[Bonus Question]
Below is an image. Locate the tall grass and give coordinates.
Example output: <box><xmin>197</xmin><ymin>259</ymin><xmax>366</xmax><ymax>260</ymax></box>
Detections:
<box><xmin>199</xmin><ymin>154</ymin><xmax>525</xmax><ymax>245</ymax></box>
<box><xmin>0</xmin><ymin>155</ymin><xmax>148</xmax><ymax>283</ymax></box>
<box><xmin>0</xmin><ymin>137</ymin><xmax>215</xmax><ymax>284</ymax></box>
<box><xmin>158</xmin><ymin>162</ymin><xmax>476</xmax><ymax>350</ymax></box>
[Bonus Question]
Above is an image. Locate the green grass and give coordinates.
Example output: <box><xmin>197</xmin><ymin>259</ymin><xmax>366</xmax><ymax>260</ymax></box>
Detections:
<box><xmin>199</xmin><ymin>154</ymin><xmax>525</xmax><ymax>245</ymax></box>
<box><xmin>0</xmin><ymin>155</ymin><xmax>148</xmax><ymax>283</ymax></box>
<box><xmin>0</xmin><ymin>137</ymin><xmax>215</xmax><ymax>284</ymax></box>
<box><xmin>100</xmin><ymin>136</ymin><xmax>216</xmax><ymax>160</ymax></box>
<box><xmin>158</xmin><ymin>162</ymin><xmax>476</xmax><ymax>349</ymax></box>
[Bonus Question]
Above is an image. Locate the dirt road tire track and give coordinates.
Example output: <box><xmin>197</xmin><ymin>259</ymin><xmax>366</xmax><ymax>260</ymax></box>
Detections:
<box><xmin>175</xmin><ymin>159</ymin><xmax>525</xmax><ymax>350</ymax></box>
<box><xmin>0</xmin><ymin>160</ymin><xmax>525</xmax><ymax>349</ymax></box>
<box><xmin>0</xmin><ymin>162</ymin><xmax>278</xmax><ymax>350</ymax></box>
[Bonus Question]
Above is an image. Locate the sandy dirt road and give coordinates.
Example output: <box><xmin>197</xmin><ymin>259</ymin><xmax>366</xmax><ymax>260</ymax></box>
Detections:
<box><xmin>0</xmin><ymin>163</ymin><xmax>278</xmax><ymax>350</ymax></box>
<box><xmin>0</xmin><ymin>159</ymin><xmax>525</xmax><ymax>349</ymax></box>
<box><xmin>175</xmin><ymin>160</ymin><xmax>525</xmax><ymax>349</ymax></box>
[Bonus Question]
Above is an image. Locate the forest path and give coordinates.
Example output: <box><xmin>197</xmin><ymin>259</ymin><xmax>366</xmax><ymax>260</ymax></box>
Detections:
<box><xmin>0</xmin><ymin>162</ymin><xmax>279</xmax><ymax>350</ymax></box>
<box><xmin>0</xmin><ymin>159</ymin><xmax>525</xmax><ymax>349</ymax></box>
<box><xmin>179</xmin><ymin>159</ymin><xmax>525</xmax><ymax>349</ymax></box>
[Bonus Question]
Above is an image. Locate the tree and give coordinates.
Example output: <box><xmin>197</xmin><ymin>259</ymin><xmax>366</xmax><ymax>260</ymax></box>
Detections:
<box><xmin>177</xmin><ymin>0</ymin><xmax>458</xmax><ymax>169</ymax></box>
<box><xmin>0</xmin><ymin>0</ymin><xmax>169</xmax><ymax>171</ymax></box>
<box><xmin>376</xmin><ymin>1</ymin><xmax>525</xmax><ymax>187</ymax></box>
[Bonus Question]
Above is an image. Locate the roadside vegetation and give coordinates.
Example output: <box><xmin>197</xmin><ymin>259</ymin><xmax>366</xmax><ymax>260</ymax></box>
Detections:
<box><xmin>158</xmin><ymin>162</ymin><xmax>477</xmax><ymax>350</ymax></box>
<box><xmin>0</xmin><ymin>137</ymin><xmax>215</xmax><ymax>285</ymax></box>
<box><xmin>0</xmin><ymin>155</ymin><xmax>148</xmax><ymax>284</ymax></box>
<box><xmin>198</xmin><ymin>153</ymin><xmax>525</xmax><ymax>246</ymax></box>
· · · · ·
Find each line of the material above that contains the word "dirt" and copy those lines.

Above is an image. Locate the dirt road tire track and give coordinates.
Above is an image. Locate the sandy dirt road and give coordinates.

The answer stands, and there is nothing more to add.